DESCRIPTION OF THE TASK >> Your answer should be every line of the entries that has the string "target" in it.

Collected data:
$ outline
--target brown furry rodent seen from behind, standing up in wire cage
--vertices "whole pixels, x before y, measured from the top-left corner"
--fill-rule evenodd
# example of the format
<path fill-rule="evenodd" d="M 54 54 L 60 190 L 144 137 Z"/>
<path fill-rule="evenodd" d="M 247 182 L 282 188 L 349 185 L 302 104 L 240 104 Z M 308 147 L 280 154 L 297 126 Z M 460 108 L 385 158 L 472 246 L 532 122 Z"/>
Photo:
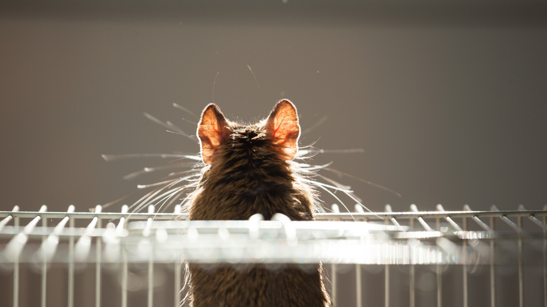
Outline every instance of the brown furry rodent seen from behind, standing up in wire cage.
<path fill-rule="evenodd" d="M 294 221 L 313 220 L 316 191 L 301 180 L 293 158 L 300 125 L 294 104 L 283 99 L 254 125 L 230 122 L 209 104 L 197 125 L 203 169 L 189 196 L 190 220 L 265 220 L 281 213 Z M 321 264 L 187 264 L 191 307 L 330 307 Z"/>

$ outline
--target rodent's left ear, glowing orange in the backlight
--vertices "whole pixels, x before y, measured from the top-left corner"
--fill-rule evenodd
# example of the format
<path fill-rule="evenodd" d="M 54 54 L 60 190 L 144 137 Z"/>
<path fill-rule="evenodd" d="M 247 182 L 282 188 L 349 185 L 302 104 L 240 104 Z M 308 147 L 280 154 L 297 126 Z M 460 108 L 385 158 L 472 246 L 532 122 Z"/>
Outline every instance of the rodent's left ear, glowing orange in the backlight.
<path fill-rule="evenodd" d="M 226 140 L 230 134 L 230 123 L 216 104 L 210 103 L 203 109 L 197 124 L 197 137 L 200 139 L 201 158 L 211 165 L 214 149 Z"/>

TASK RESULT >>
--target brown furry rodent seen from behind, standing up in wire cage
--target rodent's left ear, glowing orange in the backlight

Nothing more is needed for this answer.